-- BEGIN Data extract --

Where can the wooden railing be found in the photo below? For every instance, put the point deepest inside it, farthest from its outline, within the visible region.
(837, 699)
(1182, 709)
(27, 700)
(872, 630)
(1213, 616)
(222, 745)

-- END Data extract --

Rewrite every row above, including the request, and move each point by subtracting 81 from both of its coordinates.

Exercise output -
Where can the wooden railing be found in the photo below? For every instance, put the point deepest inside it, farthest from its outline, within the visible region.
(756, 618)
(1101, 628)
(-54, 619)
(791, 549)
(1132, 535)
(141, 664)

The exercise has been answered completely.